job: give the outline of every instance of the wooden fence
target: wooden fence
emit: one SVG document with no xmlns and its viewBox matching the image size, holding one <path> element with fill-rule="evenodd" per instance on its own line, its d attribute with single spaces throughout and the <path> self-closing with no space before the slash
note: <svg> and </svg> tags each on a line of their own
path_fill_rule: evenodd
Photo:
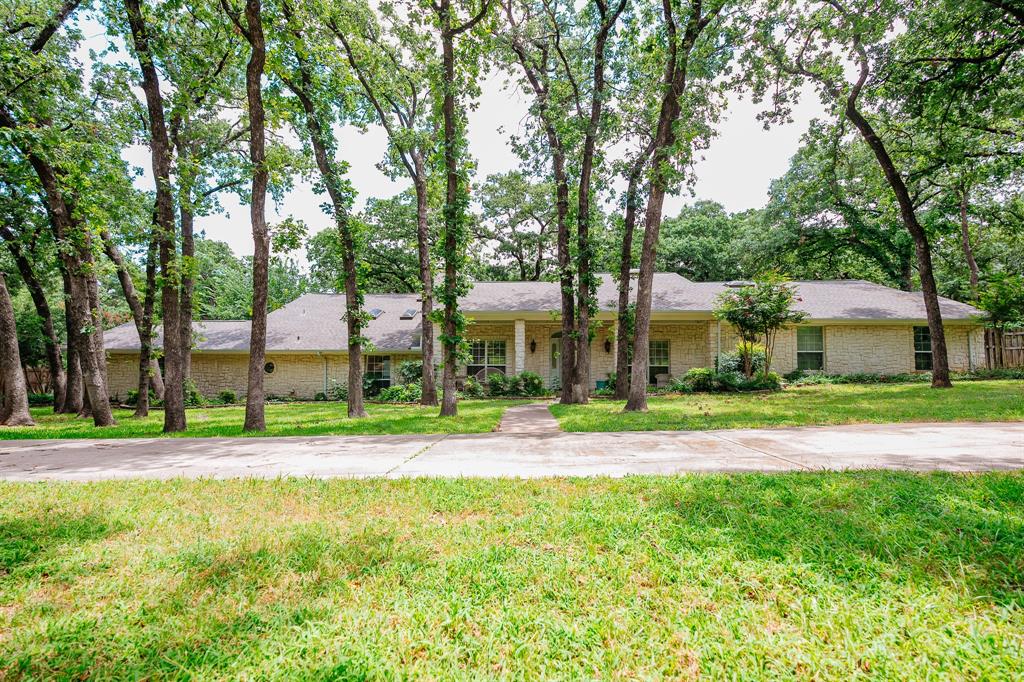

• _WHAT IS ASKED_:
Rewrite the entries above with every "wooden fence" changed to "picket fence" and everything else kept the same. Leave the pictures out.

• _RESULT OF THIS EXERCISE_:
job: give the outline of every instance of the picket fence
target: picket fence
emit: one SVG document with no xmlns and its viewBox matching the image size, holding one <path> element with fill-rule="evenodd" per instance on its own line, its d attribute with single spaces throughout and the <path> self-closing with no space before the slash
note: <svg> and </svg> tags each on a line of their own
path_fill_rule: evenodd
Photo:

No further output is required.